> _Objective_: Revise the entries beginning with the line that contains "Please place a point on the wooden post" and continuing through the line that contains "Target: wooden post on dock", replacing "dock" with "pier" and leaving all else unchanged. Provide only those lines.

● ● ● ● ●

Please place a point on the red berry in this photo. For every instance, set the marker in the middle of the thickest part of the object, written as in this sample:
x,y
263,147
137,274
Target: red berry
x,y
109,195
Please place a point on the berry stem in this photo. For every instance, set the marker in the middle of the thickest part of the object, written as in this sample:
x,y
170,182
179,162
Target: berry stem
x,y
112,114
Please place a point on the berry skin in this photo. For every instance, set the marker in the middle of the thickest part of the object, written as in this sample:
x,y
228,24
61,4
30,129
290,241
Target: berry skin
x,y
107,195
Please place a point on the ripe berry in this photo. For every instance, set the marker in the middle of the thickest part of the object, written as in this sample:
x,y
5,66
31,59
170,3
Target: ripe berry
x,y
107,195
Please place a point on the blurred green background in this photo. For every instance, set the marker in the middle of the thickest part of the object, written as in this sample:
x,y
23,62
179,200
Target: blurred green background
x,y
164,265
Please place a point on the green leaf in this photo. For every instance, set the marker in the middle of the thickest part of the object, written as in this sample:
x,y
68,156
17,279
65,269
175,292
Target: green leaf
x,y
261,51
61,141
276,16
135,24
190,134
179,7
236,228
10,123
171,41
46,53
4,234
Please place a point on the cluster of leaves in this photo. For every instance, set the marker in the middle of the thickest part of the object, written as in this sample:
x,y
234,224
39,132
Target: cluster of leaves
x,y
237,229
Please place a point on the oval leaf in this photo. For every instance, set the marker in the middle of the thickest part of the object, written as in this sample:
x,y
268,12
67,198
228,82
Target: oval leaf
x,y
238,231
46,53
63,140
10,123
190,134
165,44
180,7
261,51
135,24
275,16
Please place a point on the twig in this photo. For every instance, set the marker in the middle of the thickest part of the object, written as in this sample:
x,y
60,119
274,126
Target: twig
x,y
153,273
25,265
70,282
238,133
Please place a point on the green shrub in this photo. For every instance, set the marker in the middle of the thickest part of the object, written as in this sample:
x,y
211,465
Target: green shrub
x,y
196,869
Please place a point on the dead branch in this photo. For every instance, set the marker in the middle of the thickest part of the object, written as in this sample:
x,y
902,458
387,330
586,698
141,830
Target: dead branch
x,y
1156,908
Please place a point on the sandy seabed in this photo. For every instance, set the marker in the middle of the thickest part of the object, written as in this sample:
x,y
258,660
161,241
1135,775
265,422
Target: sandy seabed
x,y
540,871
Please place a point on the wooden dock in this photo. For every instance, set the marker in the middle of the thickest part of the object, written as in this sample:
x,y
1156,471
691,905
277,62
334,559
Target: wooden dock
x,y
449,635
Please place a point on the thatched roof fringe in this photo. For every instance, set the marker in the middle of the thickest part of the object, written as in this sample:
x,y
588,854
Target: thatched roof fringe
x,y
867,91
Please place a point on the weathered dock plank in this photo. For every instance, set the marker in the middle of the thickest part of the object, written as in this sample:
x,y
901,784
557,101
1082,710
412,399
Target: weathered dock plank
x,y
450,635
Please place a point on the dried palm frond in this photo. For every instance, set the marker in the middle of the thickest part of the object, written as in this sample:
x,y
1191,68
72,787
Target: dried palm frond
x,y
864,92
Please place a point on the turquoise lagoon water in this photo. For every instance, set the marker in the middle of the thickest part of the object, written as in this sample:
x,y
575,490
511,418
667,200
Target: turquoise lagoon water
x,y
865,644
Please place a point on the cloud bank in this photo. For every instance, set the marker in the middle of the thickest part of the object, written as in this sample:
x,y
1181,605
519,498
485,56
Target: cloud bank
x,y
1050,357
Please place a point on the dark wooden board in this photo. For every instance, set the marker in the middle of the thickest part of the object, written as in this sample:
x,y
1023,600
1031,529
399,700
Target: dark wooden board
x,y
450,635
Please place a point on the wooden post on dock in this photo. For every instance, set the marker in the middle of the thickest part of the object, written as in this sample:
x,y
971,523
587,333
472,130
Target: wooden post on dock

● ● ● ● ●

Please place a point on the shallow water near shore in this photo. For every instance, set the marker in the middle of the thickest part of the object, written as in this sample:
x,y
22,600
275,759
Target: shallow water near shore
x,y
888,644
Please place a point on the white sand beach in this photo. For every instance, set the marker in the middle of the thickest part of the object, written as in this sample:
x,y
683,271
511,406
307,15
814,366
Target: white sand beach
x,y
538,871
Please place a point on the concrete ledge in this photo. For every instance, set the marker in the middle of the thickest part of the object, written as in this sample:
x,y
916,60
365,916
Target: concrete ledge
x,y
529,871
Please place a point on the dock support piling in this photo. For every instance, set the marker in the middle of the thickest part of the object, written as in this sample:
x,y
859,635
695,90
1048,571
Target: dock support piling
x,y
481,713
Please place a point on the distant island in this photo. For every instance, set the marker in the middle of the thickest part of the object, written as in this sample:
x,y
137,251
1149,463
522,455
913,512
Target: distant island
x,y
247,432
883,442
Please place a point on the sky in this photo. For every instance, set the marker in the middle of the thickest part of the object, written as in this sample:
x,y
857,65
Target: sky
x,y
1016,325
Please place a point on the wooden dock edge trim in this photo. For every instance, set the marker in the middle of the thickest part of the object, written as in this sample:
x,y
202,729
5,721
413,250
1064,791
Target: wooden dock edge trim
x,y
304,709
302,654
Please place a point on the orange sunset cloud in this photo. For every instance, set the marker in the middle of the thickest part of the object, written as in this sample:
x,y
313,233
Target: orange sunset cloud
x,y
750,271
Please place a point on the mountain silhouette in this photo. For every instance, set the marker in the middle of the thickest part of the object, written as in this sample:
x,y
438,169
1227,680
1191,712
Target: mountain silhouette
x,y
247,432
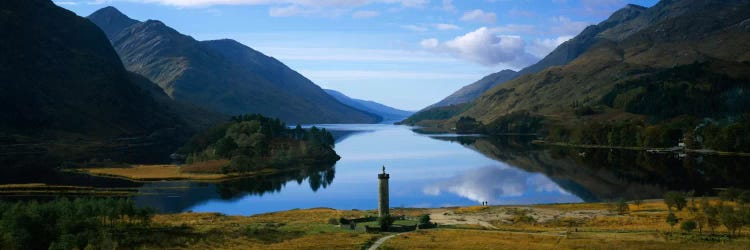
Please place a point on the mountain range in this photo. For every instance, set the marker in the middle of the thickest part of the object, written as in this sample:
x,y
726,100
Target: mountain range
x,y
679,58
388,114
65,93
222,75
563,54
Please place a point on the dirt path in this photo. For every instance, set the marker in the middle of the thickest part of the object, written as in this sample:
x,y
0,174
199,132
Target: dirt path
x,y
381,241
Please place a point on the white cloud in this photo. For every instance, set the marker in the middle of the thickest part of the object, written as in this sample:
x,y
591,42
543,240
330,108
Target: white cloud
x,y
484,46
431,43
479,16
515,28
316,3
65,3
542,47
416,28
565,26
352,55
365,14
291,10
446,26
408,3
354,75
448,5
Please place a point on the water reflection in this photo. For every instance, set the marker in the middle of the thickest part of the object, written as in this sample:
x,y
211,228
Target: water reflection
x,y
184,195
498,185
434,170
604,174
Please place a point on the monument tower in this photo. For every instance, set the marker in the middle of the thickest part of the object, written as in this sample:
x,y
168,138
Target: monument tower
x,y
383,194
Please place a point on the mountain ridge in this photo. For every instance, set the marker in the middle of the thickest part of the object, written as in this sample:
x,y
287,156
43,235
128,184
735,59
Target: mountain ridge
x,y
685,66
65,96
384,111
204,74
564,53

● ● ● ● ●

> _Task output_:
Please place a point on the wooden post on pier in this photo. For every instance, set the marker in the middle of the thickest part of the object, written as in this sample:
x,y
971,523
587,333
472,130
Target: wooden post on pier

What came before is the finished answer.